Following the loss of revenue due to empty stadiums, European football leagues are now dealing domestic broadcast revenue crisis because of the lack of competition between broadcasters.

Starting with the most dramatic situation of French Football, where Mediapro terminated its €780 million per year deal with Ligue 1 and Ligue 2. After long negotiations and rejecting the bids from Amazon, DAZN, and Discovery Network for not matching the publicly undisclosed asking price of the tender, Ligue de Football Professionnel (LFP) finally settled for a cheaper deal with Canal Plus.

The French sports broadcast channel will reportedly pay €200 million on top of €330 million they were already paying for 20% of domestic rights of Ligue 1 and Ligue 2. While LFP will look for a more lucrative deal at the end of the 2020/21 season, the governing body has asked the French government to provide a rescue package to help clubs tackle the financial crisis.

Italy’s Serie A is soon going to sign its current broadcaster DAZN or Sky Italia again for the 2021-2024 cycle. But instead of reaching the expected amount of €1.15 billion or even the current revenue of €973 million a year, the league will have to either sign DAZN for €850 million or combine the bids from DAZN and Sky to earn €910 million per year.

La Liga, which is currently broadcasted by Telefonica (Movistar LaLiga) and Mediapro, will float the domestic rights tender soon as its deal ends next year. As the first major European league to ink a new broadcast deal since the start of Covid-19 pandemic, Bundesliga suffered a fall of €200m in the value of its TV rights, after it sold the rights to Sky and Dazn for €4.4billion.

Sky Sports UK shares the rights to the Premier League with BT Sport, but a bidding war is highly unlikely between the two during the auction later this year. While Sky is unlikely to seek massive cuts to its fees to avoid losing rights and its long-standing relationship with Premier League, there is also less incentive to make a higher bid.

The impact of COVID has not had a significant impact on viewing figures but the lack of competition in the recent bidding contests have brought down the domestic broadcast revenues for every league. The only competition to broadcasters such as Sky and Canal+ is from online streaming services such as DAZN. But in most cases, these services have been ‘supporting acts’ to the main broadcaster. For instance, Amazon has the rights to telecast 20 Premier League matches each season.

European television rights consultant Pierre Maes says, “Everyone agrees that (revenue) will go down. In the past, we had fierce competition for rights and today none of the top five markets has that competition. There was only one factor that led prices to where they are today and that was the competition between operators. If you take away competition the risk is there that prices will go down. In all the big countries we are now back to a monopoly situation or a duopoly situation in some markets.”

◆ Records provided ◆
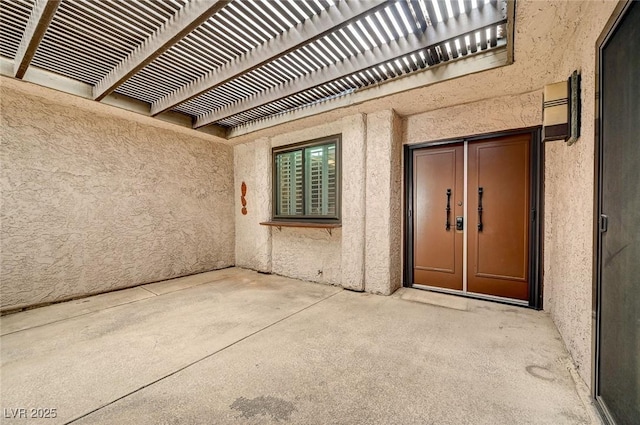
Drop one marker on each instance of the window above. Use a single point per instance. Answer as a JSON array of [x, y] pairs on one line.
[[307, 181]]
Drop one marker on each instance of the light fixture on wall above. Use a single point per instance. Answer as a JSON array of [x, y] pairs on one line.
[[561, 110]]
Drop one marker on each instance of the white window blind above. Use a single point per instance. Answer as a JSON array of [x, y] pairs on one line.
[[306, 183]]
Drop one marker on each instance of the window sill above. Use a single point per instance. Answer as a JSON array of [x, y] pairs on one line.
[[308, 224]]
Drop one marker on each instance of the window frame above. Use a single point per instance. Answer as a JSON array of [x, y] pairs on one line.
[[302, 146]]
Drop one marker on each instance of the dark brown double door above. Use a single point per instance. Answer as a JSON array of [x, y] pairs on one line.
[[471, 217]]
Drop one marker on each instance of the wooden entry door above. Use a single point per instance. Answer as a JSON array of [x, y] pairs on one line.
[[438, 200], [618, 254], [495, 222]]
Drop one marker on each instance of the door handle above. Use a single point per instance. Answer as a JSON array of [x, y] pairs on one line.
[[448, 224], [480, 192]]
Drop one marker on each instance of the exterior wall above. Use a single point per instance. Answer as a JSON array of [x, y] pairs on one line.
[[253, 244], [370, 237], [93, 202], [569, 195], [383, 203]]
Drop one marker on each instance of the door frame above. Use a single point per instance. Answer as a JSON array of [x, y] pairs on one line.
[[609, 29], [536, 202]]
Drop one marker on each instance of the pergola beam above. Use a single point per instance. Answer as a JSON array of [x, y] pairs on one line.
[[182, 23], [39, 20], [333, 18], [453, 28]]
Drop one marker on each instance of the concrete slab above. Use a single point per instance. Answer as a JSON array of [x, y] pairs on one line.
[[82, 363], [180, 283], [256, 349], [56, 312], [433, 298]]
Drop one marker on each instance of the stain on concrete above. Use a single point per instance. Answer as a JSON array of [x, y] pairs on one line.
[[540, 372], [277, 408]]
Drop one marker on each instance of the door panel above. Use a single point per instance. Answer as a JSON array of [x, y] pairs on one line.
[[499, 251], [618, 386], [438, 251]]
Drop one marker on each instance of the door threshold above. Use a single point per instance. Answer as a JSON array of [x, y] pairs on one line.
[[484, 297]]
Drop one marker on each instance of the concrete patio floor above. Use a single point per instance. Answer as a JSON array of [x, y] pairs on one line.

◆ Your goal ◆
Print verbatim the passage of the football broadcast rights article above that begins with "Starting with the" and ends with "the financial crisis.".

◆ Response for this exercise ◆
Starting with the most dramatic situation of French Football, where Mediapro terminated its €780 million per year deal with Ligue 1 and Ligue 2. After long negotiations and rejecting the bids from Amazon, DAZN, and Discovery Network for not matching the publicly undisclosed asking price of the tender, Ligue de Football Professionnel (LFP) finally settled for a cheaper deal with Canal Plus.

The French sports broadcast channel will reportedly pay €200 million on top of €330 million they were already paying for 20% of domestic rights of Ligue 1 and Ligue 2. While LFP will look for a more lucrative deal at the end of the 2020/21 season, the governing body has asked the French government to provide a rescue package to help clubs tackle the financial crisis.